[[ Material provided open ]]

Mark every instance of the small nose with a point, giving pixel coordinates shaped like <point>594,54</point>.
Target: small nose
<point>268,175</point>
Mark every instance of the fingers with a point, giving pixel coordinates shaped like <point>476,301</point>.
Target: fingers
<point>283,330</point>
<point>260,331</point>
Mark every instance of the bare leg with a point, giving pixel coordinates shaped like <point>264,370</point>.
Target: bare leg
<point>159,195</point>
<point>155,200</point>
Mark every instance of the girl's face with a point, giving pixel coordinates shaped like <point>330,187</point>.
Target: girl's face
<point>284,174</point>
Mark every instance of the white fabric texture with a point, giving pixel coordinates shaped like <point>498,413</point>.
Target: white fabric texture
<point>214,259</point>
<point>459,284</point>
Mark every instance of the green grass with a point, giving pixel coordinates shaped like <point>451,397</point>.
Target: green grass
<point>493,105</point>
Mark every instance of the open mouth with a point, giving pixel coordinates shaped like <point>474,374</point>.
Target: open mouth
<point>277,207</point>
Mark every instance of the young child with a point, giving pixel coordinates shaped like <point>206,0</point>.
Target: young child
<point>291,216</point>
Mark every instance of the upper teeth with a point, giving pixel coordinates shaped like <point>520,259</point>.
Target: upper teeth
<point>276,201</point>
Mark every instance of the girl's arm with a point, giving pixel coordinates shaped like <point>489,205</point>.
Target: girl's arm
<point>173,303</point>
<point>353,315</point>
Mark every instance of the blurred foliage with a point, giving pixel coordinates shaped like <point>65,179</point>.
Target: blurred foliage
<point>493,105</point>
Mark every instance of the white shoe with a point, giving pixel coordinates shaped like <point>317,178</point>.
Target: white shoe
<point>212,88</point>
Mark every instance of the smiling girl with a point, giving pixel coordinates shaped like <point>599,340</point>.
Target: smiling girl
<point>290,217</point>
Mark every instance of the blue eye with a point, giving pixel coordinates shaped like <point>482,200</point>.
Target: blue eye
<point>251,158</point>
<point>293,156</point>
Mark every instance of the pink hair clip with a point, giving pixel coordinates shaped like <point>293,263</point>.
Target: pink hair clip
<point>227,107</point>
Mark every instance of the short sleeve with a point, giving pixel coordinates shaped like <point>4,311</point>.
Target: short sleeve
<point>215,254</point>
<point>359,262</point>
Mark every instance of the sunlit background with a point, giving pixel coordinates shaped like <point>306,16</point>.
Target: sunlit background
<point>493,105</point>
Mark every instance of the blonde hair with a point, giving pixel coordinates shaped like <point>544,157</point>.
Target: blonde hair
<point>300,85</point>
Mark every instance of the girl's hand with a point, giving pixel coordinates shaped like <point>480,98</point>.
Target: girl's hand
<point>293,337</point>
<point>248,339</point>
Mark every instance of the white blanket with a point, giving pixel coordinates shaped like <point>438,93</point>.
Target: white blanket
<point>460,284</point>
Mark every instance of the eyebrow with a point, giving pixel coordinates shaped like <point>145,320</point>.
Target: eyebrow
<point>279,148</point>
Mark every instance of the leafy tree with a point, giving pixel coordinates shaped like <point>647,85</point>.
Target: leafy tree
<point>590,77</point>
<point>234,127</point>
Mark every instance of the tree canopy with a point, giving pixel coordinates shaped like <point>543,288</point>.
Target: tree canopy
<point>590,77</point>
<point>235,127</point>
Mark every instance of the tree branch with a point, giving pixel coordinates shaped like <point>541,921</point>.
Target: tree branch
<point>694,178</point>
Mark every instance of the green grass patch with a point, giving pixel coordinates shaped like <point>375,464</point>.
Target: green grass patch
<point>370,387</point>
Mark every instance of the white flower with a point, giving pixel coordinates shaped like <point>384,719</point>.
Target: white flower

[[ Material provided closed ]]

**Work to be completed:** Each line above is to be reproduced exactly.

**Reply to the task:**
Mark every instance of the small nose with a point, giving pixel coordinates shaped like <point>594,54</point>.
Target: small nose
<point>268,175</point>
Mark every instance of the fingers with a point, giving pixel coordinates shaped like <point>476,301</point>.
Target: fingers
<point>283,330</point>
<point>260,331</point>
Mark every instance of the bare leg with a point, giving pixel coordinates shaped like <point>264,370</point>.
Target: bare leg
<point>159,195</point>
<point>155,200</point>
Mark every instance of the girl's face with a point, giving pixel coordinates shaped like <point>330,187</point>.
Target: girl's face
<point>284,174</point>
Mark every instance of the white fabric texture with a point, giving pixel coordinates shaped like <point>498,413</point>.
Target: white fabric texture
<point>214,259</point>
<point>459,284</point>
Mark every instance of the green grass with a point, giving pixel coordinates shaped like <point>451,397</point>.
Target: green grass
<point>493,105</point>
Mark every instance of the open mouth with a point, giving pixel coordinates shaped like <point>474,374</point>.
Target: open mouth
<point>277,207</point>
Mark every instance of the young child with a point, giving pixel coordinates shaped like <point>206,0</point>.
Target: young child
<point>291,216</point>
Mark every instance of the upper teeth with a point, giving pixel coordinates shaped like <point>520,259</point>.
Target: upper teeth
<point>276,201</point>
Mark every instance of the girl's arm with a point, giving pixel coordinates shaped like <point>489,205</point>.
Target: girl's arm
<point>173,303</point>
<point>353,315</point>
Mark every instance of the blurred foliage with a point, giving pixel coordinates shaped like <point>65,179</point>.
Target: blurred foliage
<point>493,105</point>
Mark every instance of the white shoe with a point, giving pixel coordinates shaped like <point>317,178</point>.
Target: white shoe
<point>212,88</point>
Mark every instance of the smiling girl with a point, giving pixel coordinates shaped like <point>599,340</point>.
Target: smiling girl
<point>290,217</point>
Mark every instance of the blue eye with a point, giving pixel coordinates shaped like <point>482,200</point>.
Target: blue eye
<point>251,158</point>
<point>293,156</point>
Mark every instance of the pink hair clip with a point, giving pixel coordinates shaped like <point>293,263</point>.
Target: pink hair clip
<point>227,107</point>
Mark every instance of the short sleeve with a point, giving pixel coordinates shaped like <point>4,311</point>.
Target: short sleeve
<point>215,254</point>
<point>359,262</point>
Mark every instance of the sunlit background with a point, giving pixel coordinates shaped like <point>306,16</point>.
Target: sunlit background
<point>493,105</point>
Mark every instance of the blonde hair with a point, giving pixel coordinates shaped like <point>544,157</point>.
Target: blonde hair
<point>300,85</point>
Mark every instance of the girl's hand with a point, giving pixel coordinates shaped like <point>480,98</point>.
Target: girl's hand
<point>293,337</point>
<point>248,339</point>
Mark every instance of the white blanket with a point, giving pixel coordinates shaped like <point>438,93</point>.
Target: white blanket
<point>460,284</point>
Mark every instance of the eyebrow with a point, giving pixel coordinates shaped like <point>145,320</point>.
Target: eyebrow
<point>279,148</point>
Mark every instance of the leafy tree with a point, giving pixel coordinates shaped like <point>647,85</point>.
Target: leafy tree
<point>590,77</point>
<point>234,127</point>
Mark every instance of the tree canopy with a point, giving pixel coordinates shaped like <point>543,288</point>.
Target: tree canopy
<point>590,77</point>
<point>235,127</point>
Mark every instance of the tree branch with a point, giving pixel coordinates shaped like <point>541,921</point>.
Target: tree branch
<point>694,178</point>
Mark every instance of the green grass patch with a point, giving pixel coordinates shaped like <point>375,464</point>.
Target: green grass patch
<point>370,387</point>
Mark every instance of the white flower with a point, giving pixel coordinates shaped like <point>384,719</point>.
Target: white flower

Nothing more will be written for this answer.